Directions for this task
Copy out verbatim the lines of the material from the line containing "Can you find the defensive" up to and including the line containing "pixel 645 524", and nothing else.

Dataset excerpts
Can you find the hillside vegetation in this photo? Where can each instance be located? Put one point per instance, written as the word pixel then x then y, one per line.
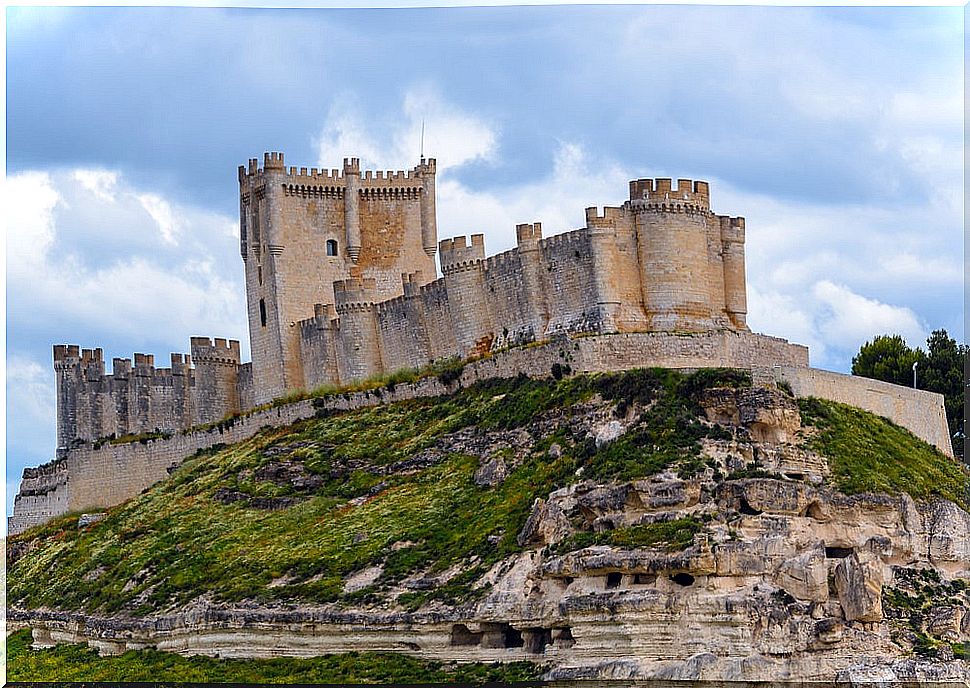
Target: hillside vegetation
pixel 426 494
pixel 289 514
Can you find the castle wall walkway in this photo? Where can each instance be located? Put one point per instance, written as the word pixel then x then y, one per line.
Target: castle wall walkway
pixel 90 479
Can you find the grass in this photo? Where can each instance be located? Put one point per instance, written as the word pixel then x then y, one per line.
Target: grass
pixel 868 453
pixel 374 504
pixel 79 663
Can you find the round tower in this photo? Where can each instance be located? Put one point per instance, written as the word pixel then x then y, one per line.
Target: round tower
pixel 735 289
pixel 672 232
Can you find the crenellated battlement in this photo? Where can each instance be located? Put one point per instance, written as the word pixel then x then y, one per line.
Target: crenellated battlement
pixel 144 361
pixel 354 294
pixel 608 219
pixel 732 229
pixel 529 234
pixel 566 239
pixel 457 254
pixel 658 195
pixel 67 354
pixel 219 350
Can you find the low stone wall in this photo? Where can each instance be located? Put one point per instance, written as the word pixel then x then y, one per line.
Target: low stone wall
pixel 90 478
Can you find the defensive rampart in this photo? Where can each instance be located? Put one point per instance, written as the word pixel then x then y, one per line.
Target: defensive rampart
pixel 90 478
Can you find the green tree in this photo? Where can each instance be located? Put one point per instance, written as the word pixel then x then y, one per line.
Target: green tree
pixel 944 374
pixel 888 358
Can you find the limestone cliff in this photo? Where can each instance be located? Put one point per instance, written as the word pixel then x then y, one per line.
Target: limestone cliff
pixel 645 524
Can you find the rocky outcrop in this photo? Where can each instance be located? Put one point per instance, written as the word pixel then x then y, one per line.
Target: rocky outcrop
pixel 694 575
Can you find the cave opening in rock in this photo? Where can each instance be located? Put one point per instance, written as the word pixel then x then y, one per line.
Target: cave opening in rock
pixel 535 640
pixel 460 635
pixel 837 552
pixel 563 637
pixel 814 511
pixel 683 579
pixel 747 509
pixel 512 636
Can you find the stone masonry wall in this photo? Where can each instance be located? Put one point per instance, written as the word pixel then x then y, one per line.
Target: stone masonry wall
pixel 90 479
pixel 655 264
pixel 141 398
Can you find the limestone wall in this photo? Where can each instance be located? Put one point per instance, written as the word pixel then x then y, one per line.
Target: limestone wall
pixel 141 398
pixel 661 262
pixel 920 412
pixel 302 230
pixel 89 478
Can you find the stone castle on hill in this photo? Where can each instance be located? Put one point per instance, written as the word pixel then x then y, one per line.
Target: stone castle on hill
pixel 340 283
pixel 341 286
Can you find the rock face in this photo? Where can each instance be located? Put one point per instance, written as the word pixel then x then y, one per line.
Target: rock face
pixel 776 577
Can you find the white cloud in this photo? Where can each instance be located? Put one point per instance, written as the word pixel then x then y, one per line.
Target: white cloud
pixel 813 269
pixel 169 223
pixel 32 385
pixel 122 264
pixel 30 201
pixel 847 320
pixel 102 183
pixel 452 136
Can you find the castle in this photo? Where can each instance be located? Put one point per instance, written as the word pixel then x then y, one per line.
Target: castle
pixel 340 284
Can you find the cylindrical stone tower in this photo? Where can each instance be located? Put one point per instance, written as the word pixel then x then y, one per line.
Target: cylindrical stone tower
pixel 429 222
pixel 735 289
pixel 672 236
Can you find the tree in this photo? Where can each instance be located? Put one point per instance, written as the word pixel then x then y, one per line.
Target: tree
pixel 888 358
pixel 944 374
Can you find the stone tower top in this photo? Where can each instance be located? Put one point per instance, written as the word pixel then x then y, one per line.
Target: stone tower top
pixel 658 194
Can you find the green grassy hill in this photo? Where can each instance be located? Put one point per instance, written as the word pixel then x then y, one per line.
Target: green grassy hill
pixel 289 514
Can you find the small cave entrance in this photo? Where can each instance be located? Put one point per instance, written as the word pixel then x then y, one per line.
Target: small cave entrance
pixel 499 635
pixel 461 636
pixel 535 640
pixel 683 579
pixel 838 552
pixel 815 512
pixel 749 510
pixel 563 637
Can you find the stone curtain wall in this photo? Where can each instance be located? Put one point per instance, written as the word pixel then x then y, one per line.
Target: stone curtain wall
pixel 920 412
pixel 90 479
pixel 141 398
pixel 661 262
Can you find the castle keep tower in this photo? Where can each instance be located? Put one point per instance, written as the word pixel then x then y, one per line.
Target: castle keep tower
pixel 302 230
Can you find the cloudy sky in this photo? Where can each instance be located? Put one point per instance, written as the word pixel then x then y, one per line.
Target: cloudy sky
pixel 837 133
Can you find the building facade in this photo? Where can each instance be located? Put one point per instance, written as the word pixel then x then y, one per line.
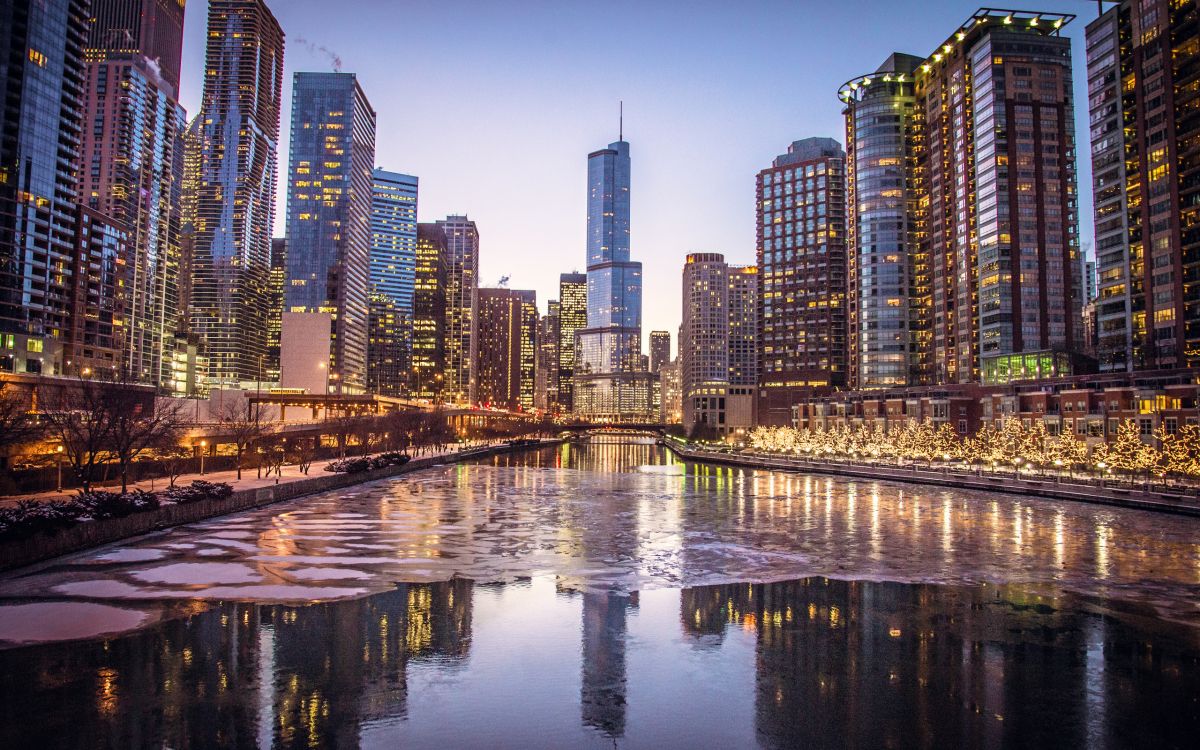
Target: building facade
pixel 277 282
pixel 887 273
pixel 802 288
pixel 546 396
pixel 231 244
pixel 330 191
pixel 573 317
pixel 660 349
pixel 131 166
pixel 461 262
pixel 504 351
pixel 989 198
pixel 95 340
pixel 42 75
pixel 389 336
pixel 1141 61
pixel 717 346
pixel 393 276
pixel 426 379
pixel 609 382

==

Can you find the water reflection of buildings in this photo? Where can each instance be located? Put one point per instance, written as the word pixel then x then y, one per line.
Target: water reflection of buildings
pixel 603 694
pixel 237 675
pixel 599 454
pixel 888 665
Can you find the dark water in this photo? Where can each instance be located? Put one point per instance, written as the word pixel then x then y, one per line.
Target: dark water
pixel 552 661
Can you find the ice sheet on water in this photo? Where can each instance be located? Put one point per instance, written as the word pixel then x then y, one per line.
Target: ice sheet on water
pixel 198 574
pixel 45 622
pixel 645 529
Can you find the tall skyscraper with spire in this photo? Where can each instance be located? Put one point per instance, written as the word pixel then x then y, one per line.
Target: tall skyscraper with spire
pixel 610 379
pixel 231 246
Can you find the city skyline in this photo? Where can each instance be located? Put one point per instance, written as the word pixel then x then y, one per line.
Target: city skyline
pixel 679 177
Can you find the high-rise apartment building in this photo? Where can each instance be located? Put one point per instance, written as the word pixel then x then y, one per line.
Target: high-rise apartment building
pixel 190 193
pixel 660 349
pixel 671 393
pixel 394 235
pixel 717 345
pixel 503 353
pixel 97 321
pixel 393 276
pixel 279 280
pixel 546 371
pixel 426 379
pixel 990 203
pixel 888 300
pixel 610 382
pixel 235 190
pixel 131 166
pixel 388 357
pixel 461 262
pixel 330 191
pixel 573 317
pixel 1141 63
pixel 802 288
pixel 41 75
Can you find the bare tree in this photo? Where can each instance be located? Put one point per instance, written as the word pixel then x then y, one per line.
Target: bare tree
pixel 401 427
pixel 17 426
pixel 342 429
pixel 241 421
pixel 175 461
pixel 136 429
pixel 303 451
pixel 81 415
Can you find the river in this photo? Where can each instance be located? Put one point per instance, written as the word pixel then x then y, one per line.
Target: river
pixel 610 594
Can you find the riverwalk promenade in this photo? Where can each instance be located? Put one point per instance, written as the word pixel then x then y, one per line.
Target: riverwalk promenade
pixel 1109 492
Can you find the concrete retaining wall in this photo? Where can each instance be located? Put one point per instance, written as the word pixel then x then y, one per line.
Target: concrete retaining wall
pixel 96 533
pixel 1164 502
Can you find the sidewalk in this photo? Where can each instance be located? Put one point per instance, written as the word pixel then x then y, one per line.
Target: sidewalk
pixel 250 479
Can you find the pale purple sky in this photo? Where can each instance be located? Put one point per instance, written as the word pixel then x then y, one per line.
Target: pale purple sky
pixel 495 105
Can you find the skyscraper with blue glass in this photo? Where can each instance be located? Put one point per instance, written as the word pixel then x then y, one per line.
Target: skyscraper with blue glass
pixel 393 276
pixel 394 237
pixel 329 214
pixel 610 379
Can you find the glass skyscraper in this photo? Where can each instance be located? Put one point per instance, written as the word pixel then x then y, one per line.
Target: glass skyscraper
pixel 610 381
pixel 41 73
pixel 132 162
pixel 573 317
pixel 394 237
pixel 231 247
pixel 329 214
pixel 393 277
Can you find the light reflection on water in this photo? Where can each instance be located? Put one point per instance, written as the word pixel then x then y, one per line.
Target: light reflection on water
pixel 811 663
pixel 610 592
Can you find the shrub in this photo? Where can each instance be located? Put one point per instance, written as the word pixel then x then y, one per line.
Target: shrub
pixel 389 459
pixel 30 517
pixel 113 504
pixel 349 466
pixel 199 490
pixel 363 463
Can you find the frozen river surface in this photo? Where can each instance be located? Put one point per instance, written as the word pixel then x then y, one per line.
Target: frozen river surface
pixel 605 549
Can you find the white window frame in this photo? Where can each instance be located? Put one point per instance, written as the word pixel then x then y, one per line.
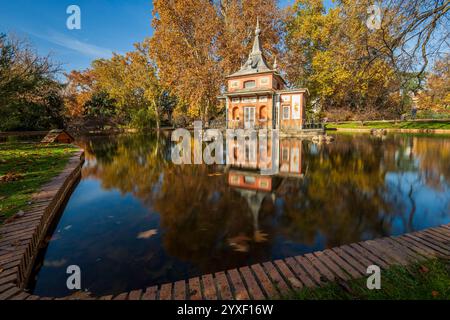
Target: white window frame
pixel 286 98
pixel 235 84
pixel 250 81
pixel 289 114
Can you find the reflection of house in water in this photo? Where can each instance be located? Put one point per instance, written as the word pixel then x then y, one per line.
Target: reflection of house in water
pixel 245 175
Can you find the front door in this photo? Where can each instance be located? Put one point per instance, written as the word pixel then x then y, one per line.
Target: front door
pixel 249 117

Response to the task
Can you find the defensive rampart in this photo? Where can each instance be located? Put one point per instance, written as the word pixel then x then y, one per line.
Target: defensive rampart
pixel 90 478
Can you find the green tree in this photo? Where can each instance be located? Put one point per instance, written as the word pixel then x then y, one per line.
Target: green tree
pixel 944 374
pixel 888 358
Can you find the limestone cliff in this photo? Where can each instance be located? Put one point per instance, written as the word pixel then x then y, one per line.
Target: limestone cliff
pixel 645 524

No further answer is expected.